#### EXCERPTED PASSAGE

We discovered that the kittens have fleas and have been sharply snapped back into our reality, which for us did not include owning a cat. We have notified the neighbors that they need to buy the chemical needed to treat the mother, and I am really hoping that they follow through and take responsibility. I even passed along the hours that the vet would be open to purchase what is needed. I think that if they fail to step up my morning the cat and kittens with be returning to their home next door. We purchased a litter box, litter, scooper, and even food, and the cat has been consuming massive amounts of food. Why? (Why are we doing this I mean.)?
My appointment with Dr. Wonderful was yesterday. I had a huge power struggle with the nurse over wanting to see, touch, hold, and read my test results. Then I waited 45 minutes for Dr. Wonderful to arrive. He was very nice and talked to me for a long time without acting like it pained him to answer my questions. My HCG level is 10, which I found quite alarming, but Dr. Wonderful was shocked that it was so low. He said that it most likely will be normal by next week, and provided it stays normal I will be cleared for future pregnancies by fall.

########
#### DATA SHOWN

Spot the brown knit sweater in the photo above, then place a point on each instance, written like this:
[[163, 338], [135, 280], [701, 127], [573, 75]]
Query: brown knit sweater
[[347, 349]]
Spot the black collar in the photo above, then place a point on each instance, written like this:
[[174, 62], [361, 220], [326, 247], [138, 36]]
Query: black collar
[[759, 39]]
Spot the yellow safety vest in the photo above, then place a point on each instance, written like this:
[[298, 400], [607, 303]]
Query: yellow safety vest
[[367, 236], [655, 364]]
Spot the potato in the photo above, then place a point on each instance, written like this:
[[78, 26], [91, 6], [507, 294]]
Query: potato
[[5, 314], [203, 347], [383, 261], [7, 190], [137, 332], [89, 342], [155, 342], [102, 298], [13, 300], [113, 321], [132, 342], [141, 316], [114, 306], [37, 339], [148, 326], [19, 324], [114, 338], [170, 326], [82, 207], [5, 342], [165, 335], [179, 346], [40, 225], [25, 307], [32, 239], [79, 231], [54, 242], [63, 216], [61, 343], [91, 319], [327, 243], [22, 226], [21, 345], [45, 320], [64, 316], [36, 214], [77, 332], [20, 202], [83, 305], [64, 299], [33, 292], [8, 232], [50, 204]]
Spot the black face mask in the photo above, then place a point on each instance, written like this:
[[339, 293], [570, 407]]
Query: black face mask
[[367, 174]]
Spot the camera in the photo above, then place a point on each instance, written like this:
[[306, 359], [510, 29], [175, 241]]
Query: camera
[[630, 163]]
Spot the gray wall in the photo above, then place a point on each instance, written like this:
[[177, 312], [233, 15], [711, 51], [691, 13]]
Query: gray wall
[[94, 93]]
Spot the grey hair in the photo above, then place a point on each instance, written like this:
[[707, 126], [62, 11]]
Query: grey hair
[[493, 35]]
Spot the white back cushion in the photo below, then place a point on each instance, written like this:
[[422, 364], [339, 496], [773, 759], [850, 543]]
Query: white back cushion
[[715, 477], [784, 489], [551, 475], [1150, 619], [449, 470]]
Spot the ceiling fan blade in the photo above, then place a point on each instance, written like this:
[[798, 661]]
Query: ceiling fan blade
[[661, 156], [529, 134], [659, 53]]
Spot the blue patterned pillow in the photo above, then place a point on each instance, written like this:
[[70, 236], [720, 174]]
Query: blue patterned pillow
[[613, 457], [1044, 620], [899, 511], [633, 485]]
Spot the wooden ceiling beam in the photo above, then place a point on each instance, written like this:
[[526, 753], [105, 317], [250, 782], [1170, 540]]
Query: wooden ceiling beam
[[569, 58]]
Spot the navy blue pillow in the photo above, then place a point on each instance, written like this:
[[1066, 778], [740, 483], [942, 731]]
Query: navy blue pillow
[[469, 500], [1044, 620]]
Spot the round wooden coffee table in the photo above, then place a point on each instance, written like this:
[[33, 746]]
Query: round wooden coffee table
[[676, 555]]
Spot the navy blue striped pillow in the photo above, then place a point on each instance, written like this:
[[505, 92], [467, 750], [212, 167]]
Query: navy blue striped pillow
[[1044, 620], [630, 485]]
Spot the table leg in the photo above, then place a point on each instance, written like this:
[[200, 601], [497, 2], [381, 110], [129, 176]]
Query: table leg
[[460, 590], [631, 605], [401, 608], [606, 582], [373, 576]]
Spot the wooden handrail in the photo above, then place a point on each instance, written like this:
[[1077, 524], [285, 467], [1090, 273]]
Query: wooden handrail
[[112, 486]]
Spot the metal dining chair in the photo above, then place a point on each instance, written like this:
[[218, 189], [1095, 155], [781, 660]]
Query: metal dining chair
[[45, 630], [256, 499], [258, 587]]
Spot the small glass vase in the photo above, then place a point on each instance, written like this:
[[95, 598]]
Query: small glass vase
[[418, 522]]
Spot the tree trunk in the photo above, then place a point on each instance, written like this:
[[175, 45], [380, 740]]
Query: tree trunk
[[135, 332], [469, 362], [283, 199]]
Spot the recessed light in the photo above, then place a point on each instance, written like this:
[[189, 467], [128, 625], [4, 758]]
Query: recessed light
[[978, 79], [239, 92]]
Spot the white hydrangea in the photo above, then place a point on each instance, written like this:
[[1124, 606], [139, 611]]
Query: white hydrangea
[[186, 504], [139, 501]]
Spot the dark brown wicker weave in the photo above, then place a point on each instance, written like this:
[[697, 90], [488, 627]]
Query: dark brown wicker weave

########

— TASK BRIEF —
Continue the journal entries about the kittens and the doctor's visit, starting right after their final sentence. None of these items has anything to do with the journal entries.

— ANSWER TO THIS EXERCISE —
Here is a list of things that I am tired of:
Talk of Poop
We drove to Sam’s Club this afternoon. There was a totally retarded product that I am too embarrassed to even mention that I really wanted. I was thinking about it on our drive, planning for it, needing it, yet knowing that it was a completely unnecessary thing. Yet I really wanted it. I planned to buy it anyway because I have been feeling very blue and everywhere I turn I see “take care of yourself (blah blah blah)” So I went to take it off the shelf and it has been reduced down to $1.91. I even considered buying it in different colors! Yea! How can you feel bad about splurging on $1.91? You can’t! Which is very good because I had moments earlier talked myself into buying a book that I HAD TO HAVE that cost $15.97, way more than I would EVER pay for a book (that isn’t even very good!) but I feel like the cost of the book was offset by the $1.91. Yea! The book also advocates, “take care of yourself.” I take this to mean, “Buy every stupid useless product you think you want because that is where you will find true happiness.”
The hospital counselor left 10 or so messages while we were gone, each sounding more and more desperate, “okay, so I guess someday we’ll talk…” The nurse we asked to let her know we would be away apparently did not due so. Then I got a card from the counselor the day after we returned. It was a lovely card, and in fact the only card that I received. Inside she mentioned that she had left 10 or so messages and we could reach her through the birthing center, but if we preferred not to talk to her please let the birthing center know. So I called the birthing center because I actually would like to speak with her again, and I haven’t heard a thing. Perhaps she expended all of her calling energy while we away, or perhaps the birthing center isn’t so good at delivering messages.
I guess I am done rambling for tonight. Is it bedtime yet?